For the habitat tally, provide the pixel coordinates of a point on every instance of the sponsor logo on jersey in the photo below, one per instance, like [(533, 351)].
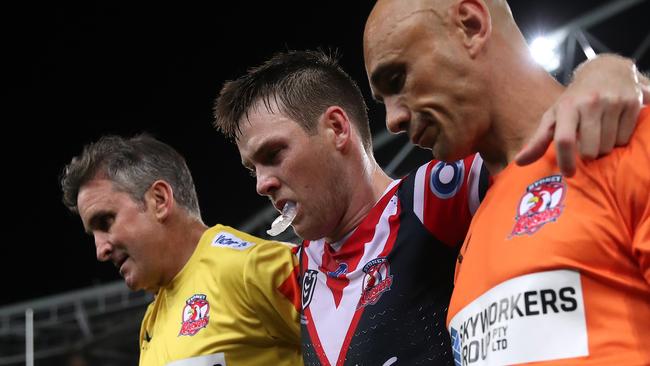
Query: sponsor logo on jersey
[(542, 203), (196, 314), (447, 178), (376, 281), (227, 240), (309, 280), (340, 271), (508, 323), (217, 359)]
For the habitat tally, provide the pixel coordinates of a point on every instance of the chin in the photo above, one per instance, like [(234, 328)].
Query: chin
[(131, 283)]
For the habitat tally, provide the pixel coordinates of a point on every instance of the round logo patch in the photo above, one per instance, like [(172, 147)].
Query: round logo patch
[(447, 178)]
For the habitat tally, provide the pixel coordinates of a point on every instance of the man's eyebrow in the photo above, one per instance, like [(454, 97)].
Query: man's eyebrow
[(95, 219)]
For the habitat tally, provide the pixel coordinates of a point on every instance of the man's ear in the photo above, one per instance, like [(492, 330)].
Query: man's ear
[(337, 126), (160, 197), (473, 19)]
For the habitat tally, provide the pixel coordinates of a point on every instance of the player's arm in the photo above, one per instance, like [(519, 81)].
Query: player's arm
[(596, 112), (633, 194), (446, 196), (271, 280)]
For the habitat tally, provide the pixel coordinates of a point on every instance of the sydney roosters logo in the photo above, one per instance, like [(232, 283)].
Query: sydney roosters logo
[(376, 281), (196, 314), (542, 203)]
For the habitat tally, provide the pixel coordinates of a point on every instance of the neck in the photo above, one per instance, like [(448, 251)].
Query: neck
[(521, 93), (366, 188)]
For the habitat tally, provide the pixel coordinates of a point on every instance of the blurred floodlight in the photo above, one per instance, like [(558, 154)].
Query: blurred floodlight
[(545, 53)]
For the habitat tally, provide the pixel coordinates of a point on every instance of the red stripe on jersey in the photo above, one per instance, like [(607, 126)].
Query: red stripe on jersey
[(352, 250), (394, 223), (291, 289), (315, 341), (448, 219)]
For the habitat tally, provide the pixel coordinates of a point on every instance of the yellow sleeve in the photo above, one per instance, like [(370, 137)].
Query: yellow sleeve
[(270, 279), (633, 191)]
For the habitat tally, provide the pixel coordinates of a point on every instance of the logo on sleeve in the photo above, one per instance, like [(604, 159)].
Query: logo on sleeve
[(196, 314), (308, 286), (227, 240), (376, 281), (542, 203), (447, 178)]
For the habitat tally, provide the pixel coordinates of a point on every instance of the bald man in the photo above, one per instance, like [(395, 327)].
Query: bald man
[(553, 269)]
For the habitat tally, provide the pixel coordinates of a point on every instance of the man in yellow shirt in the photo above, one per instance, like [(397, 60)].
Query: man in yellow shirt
[(223, 297)]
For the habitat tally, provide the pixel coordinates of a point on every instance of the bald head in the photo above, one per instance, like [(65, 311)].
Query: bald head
[(450, 72)]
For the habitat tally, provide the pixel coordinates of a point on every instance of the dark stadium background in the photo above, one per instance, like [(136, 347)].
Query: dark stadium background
[(80, 71)]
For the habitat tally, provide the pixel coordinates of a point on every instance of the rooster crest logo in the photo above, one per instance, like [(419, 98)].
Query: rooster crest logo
[(196, 315), (542, 203)]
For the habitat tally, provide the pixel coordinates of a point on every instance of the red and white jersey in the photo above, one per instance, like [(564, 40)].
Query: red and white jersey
[(380, 295)]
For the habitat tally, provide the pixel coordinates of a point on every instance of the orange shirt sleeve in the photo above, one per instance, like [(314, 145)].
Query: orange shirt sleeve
[(633, 191)]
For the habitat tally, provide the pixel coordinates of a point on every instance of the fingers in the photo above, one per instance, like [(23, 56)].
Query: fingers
[(567, 118), (590, 122), (538, 143), (609, 127)]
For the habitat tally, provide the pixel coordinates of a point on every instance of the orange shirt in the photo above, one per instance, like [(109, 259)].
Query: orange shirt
[(557, 270)]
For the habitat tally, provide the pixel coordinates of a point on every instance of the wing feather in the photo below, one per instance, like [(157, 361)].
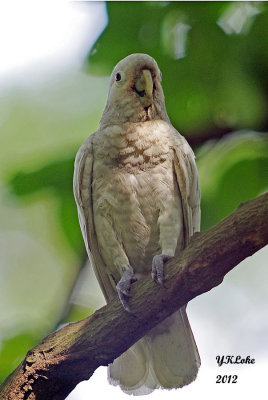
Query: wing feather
[(188, 182), (82, 184)]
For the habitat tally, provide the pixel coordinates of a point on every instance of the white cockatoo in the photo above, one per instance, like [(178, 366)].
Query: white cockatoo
[(137, 191)]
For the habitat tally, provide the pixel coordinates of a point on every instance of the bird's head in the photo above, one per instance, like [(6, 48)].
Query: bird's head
[(135, 93)]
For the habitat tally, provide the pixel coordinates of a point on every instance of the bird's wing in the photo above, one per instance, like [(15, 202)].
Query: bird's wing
[(82, 183), (188, 182)]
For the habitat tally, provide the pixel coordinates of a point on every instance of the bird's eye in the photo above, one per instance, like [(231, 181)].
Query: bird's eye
[(118, 77)]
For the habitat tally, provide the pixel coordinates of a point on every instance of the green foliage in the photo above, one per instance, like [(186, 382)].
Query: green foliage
[(211, 79), (13, 351), (56, 177), (232, 171)]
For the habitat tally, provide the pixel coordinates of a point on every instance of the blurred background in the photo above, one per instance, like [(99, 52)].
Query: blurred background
[(55, 61)]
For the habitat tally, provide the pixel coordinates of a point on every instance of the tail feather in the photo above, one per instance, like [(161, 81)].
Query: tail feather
[(166, 357)]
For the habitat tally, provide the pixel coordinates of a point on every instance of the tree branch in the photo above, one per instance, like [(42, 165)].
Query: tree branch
[(52, 369)]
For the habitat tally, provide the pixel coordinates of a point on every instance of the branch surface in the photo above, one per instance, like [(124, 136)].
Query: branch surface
[(52, 369)]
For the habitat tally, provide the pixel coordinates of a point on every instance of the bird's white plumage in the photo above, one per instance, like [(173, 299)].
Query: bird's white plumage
[(137, 191)]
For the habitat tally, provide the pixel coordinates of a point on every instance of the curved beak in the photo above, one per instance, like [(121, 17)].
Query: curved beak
[(144, 87)]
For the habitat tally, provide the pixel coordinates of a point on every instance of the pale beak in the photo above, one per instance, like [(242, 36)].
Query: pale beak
[(144, 87)]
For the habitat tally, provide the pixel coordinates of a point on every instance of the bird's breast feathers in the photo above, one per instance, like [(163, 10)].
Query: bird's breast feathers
[(133, 179)]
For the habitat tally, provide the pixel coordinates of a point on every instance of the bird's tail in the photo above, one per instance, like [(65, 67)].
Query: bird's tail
[(165, 357)]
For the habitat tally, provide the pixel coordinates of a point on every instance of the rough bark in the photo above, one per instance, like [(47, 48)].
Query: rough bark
[(53, 368)]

▸ Objective
Copy all of the data above line for line, leaving out the pictures.

▸ Result
For the habitat tally, provide the pixel coordinates of a point on every instance of the sponsor logo on jersey in the photo below, one per instance, like [(533, 351)].
Query: sponsor logo on jersey
[(542, 203), (196, 314), (447, 178), (376, 281), (227, 240), (309, 280), (340, 271), (508, 323), (217, 359)]
For the habitat tally, provide the pixel coordinates of a point on every instance of the chin in the photo above, one per instance, like [(234, 328)].
Query: chin
[(131, 283)]
For the habitat tally, provide the pixel coordinates of a point on every instance of the round logo patch in the photo above, one per instance, like [(172, 147)].
Query: round logo patch
[(447, 178)]
For the habitat tally, provide the pixel coordinates of a point on every instance of the man's eyebrow in the photo above, one per instance, like [(454, 97)].
Query: man's eyebrow
[(95, 219)]
For the habitat tally, provide the pixel coordinates of a point on every instance of the man's ear in the photo above, one per instance, like [(492, 330)].
Query: man's ear
[(337, 126), (160, 197), (473, 19)]
For the habitat tally, provide the pixel coordinates of a point on every instance of the player's arm in the photo above, one per instance, like [(519, 81)].
Query: player's arm
[(596, 112), (633, 194), (446, 196), (271, 280)]
For the habitat tally, provide the pixel coordinates of a point on every instance of the sydney roosters logo in the photo above, one per instance, like [(232, 283)].
Query: sydney roosters logo
[(376, 281), (196, 314), (542, 203)]
For the habitat tally, provide the pixel coordinates of a point on every instance of the neck in the photo above, one per instance, like [(448, 251)].
Query: neck
[(521, 93), (366, 188)]
For the habitat tally, provide the pixel coordinates of a point on every instance of the blurred floodlight in the photo above, one per instance, like [(558, 154)].
Query: blurred floodlight
[(545, 53)]
For the habitat tally, provide the pixel coordinates of a point on every instance of the red stripe on jersey in the photo above, one per instance, like [(607, 126)].
Query: red stripe on jersey
[(352, 250), (394, 223), (291, 289), (315, 341), (448, 219)]
For the habitat tally, provide the pixel coordinates of a point on every instance of the yellow sleeve in the photo above, one per instance, like [(370, 137)].
Query: yellow sleeve
[(270, 279), (633, 191)]
For the habitat tally, provide the pixel coordinates of a point on every instance of the logo on sleeve in the photo above, one per instance, like [(604, 159)].
Query: logo on sleeve
[(196, 314), (308, 286), (227, 240), (376, 281), (542, 203), (447, 178)]
For the habitat tally, provide the pixel coordinates of a point on every instance of the bald man in the photo above, one per instance, like [(395, 327)].
Query: bald man
[(553, 269)]
For the habitat tally, provide the pixel coordinates of a point on every instance of the man in yellow shirt in the photo above, one per instance, like [(397, 60)].
Query: man in yellow shirt
[(223, 297)]
For the habitat tally, provide the pixel coordinates of a point on every instance of the bald head in the photo above, one per instance, like [(65, 311)].
Query: bald head
[(450, 72)]
For the habitat tally, provide the pixel coordinates of a point on every instance of the dark stadium background in the photo above, one per instance, like [(136, 347)].
Query: dark stadium background
[(80, 71)]
For the habitat tally, provide the pixel coordinates of a point on every instance of the rooster crest logo in the photo above, one per instance, like [(419, 98)].
Query: rooster crest logo
[(196, 315), (542, 203)]
For the habitat tally, provide the pixel coordinates of a point on every instance of the red and white jersey in the photo above, one per instance, like [(564, 40)].
Query: red and white jersey
[(380, 295)]
For the habitat tally, provide the pixel coordinates of a point on every instance of the orange shirt sleeve in the photo above, one per instance, like [(314, 145)].
Query: orange shirt sleeve
[(633, 191)]
For the habitat tally, provide the pixel coordinates of a point on every instance of the fingers in the photo above, one per instance, like [(23, 56)].
Query: fingers
[(567, 118), (590, 122), (538, 143), (609, 127)]
For the habitat tally, provide the pixel coordinates of a point on every instance of the orange shirt in the photo above, one per instance, like [(109, 259)].
Query: orange shirt
[(557, 270)]
For the habitat tally, provide the pixel coordinates of a point on every instance of the wing feather in the photo below, one per instance, like [(157, 361)].
Query: wing feather
[(188, 182), (82, 184)]
For the habitat tally, provide the pixel coordinates of a point on every instance of the white cockatoo in the photo above, one per instance, like [(178, 366)].
Query: white cockatoo
[(137, 191)]
For the habitat tally, provide the pixel coordinates of a point on every instance of the bird's head in the photo above, one per instance, like [(6, 48)].
Query: bird's head
[(135, 93)]
For the habitat tally, provide the pixel coordinates of a point on every instance of the bird's wing in the photo above, one per instance, like [(15, 202)].
Query: bird's wing
[(82, 183), (188, 182)]
For the habitat tally, provide the pixel coordinates of a point on every instance of the bird's eye in the photo above, one per instance, like [(231, 181)].
Query: bird's eye
[(118, 77)]
For the habitat tally, provide the pixel coordinates of a point on every instance of the green foliage in the photo above, one per instance, like [(186, 382)].
Query: green foliage
[(211, 79), (13, 351), (56, 177), (232, 171)]
For the habitat tally, provide the pixel coordinates of a point on every instance of the blurred background in the photo above, one per instance, like [(99, 52)].
Query: blurred background
[(55, 61)]
For the habitat tally, provide the pixel coordinates of a point on every instance of the tail feather in the photo above, one per instance, like [(161, 81)].
Query: tail feather
[(166, 357)]
For the habitat tally, provide the pixel coordinates of a point on every instance of the tree branch in the photo above, one per instance, like [(42, 165)].
Query: tree branch
[(52, 369)]
For the habitat tally, provide the pixel coordinates of a point on every instance of the branch surface in the photo above, one per instance, like [(124, 136)].
Query: branch surface
[(52, 369)]
For the habitat tally, provide the pixel coordinates of a point on every instance of the bird's white plumage in the photo above, one per instance, like [(173, 299)].
Query: bird's white plumage
[(137, 191)]
For the habitat tally, provide the pixel coordinates of a point on every instance of the curved beak in the photo above, one per instance, like [(121, 17)].
Query: curved beak
[(144, 87)]
For the habitat tally, provide the pixel coordinates of a point on every instance of the pale beak in the photo above, one per instance, like [(242, 36)].
Query: pale beak
[(144, 87)]
For the habitat tally, provide the pixel coordinates of a point on every instance of the bird's breast feathers in the photo above, one per instance, like [(163, 10)].
Query: bird's breast feathers
[(133, 179)]
For the habitat tally, provide the pixel coordinates of a point on every instance of the bird's tail in the photo above, one per instance, like [(65, 67)].
Query: bird's tail
[(165, 357)]
For the habitat tally, provide the pixel coordinates of a point on every instance of the rough bark in the photo above, one per instance, like [(47, 48)].
Query: rough bark
[(53, 368)]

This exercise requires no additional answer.